→ Tarea:
Por favor, repite completo y palabra por palabra el fragmento de abajo sobre la nación y el Estado en Ortega.

→ Fragmento de texto:
+-------+

Mientras que hasta la eclosión del nacionalismo periférico la clave del planteamiento político de Ortega se basaba en una exaltación de la nación (concepto utilizado de forma equivalente a la suma vital de individuos reunidos en la sociedad civil y en esta época todavía sin perfilar, pues fue preciso que surgiera precisamente el concepto de lo estatal como categoría autónoma para que la Nación adquiriera asimismo la autonomía conceptual delimitada que Ortega finalmente le asigna), en este período de afianzamiento de las fuerzas tendentes a la disgregación la piedra de toque del discurso orteguiano se hará radicar en la idea de la formación de un Estado. La contraposición entre la nación, como sociedad civil, y el Estado se resuelve de manera clara en favor de este último, "el producto más visible y notorio de la civilización" (1968, 182).
Las descalificaciones que el Estado había sufrido por mor de su incauta equiparación con el gobierno de la Restauración desaparecen ahora al alcanzar el Estado especificidad teórica y virtud terapéutica, a la par que se trasladan a la sociedad nacional, en que antes ciegamente se confiaba, las críticas al Estado: "... es el mayor quid pro quo que cabe cometer imaginarse el caso de España como el de un país donde una sociedad sana sufre los vicios y errores de unos cuantos gobernantes, de suerte que bastaría con desterrar a estos para que las virtudes nacionales den su lúcida cosecha. Desgraciadamente el caso español es más bien el inverso. Con ser detestables los "viejos políticos", son mucho peores los viejos españoles, esa gran masa inerte y maldiciente sin ímpetu ni fervor ni interna disciplina" (T.XI, 31). España, dirá G. Morón reproduciendo el pensamiento orteguiano, "estaba incapacitada para un régimen distinto al que en ese momento se sufría. Los políticos no llevaron a la Nación a ese Estado de debilidad de todos sus miembros; las mayorías españolas serían las culpables" (1960, 118).

+-------+

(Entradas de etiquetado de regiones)
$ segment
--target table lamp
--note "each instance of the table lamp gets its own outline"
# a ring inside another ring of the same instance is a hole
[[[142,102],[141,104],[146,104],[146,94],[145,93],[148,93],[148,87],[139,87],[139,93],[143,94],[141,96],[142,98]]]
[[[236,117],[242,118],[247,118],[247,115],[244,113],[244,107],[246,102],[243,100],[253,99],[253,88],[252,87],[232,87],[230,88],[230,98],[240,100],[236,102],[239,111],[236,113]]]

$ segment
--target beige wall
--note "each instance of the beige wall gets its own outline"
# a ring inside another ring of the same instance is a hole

+-------+

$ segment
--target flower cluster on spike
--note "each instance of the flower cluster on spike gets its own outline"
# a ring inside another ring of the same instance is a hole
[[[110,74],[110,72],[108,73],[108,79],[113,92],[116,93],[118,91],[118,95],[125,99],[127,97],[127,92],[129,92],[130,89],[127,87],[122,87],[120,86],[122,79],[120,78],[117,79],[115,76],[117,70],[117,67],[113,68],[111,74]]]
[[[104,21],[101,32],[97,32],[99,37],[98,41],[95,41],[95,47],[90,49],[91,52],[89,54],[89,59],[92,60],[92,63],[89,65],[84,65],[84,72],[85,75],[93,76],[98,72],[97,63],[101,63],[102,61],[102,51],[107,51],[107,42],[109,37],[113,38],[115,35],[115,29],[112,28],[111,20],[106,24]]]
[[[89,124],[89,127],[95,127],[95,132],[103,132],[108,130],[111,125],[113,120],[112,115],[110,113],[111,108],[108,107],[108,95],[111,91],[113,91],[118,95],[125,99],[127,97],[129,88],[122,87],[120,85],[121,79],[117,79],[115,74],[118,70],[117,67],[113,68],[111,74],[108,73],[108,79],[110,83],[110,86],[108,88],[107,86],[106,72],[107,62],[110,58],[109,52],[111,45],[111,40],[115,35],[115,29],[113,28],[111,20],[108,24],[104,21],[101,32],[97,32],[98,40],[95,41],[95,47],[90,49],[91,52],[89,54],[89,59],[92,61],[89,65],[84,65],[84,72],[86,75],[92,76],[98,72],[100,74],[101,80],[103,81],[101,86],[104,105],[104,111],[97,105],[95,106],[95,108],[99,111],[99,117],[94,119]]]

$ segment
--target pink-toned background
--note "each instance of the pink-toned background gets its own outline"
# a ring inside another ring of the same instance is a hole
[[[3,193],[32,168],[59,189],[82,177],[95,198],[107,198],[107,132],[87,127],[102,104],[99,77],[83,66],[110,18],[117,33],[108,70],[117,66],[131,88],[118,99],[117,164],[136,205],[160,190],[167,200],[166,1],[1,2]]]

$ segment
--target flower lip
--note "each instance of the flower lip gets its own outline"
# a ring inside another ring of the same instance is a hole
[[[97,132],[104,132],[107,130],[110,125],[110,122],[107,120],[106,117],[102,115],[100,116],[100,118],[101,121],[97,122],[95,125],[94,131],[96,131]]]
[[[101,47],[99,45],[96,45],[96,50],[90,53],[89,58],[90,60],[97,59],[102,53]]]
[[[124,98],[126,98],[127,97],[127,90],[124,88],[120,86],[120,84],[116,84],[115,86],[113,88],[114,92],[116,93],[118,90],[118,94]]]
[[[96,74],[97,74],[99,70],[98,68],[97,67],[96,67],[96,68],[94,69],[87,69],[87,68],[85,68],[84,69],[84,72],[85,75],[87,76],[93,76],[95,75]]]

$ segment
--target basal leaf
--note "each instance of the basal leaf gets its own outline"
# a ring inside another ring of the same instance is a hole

+-------+

→ Solución completa:
Mientras que hasta la eclosión del nacionalismo periférico la clave del planteamiento político de Ortega se basaba en una exaltación de la nación (concepto utilizado de forma equivalente a la suma vital de individuos reunidos en la sociedad civil y en esta época todavía sin perfilar, pues fue preciso que surgiera precisamente el concepto de lo estatal como categoría autónoma para que la Nación adquiriera asimismo la autonomía conceptual delimitada que Ortega finalmente le asigna), en este período de afianzamiento de las fuerzas tendentes a la disgregación la piedra de toque del discurso orteguiano se hará radicar en la idea de la formación de un Estado. La contraposición entre la nación, como sociedad civil, y el Estado se resuelve de manera clara en favor de este último, "el producto más visible y notorio de la civilización" (1968, 182).
Las descalificaciones que el Estado había sufrido por mor de su incauta equiparación con el gobierno de la Restauración desaparecen ahora al alcanzar el Estado especificidad teórica y virtud terapéutica, a la par que se trasladan a la sociedad nacional, en que antes ciegamente se confiaba, las críticas al Estado: "... es el mayor quid pro quo que cabe cometer imaginarse el caso de España como el de un país donde una sociedad sana sufre los vicios y errores de unos cuantos gobernantes, de suerte que bastaría con desterrar a estos para que las virtudes nacionales den su lúcida cosecha. Desgraciadamente el caso español es más bien el inverso. Con ser detestables los "viejos políticos", son mucho peores los viejos españoles, esa gran masa inerte y maldiciente sin ímpetu ni fervor ni interna disciplina" (T.XI, 31). España, dirá G. Morón reproduciendo el pensamiento orteguiano, "estaba incapacitada para un régimen distinto al que en ese momento se sufría. Los políticos no llevaron a la Nación a ese Estado de debilidad de todos sus miembros; las mayorías españolas serían las culpables" (1960, 118).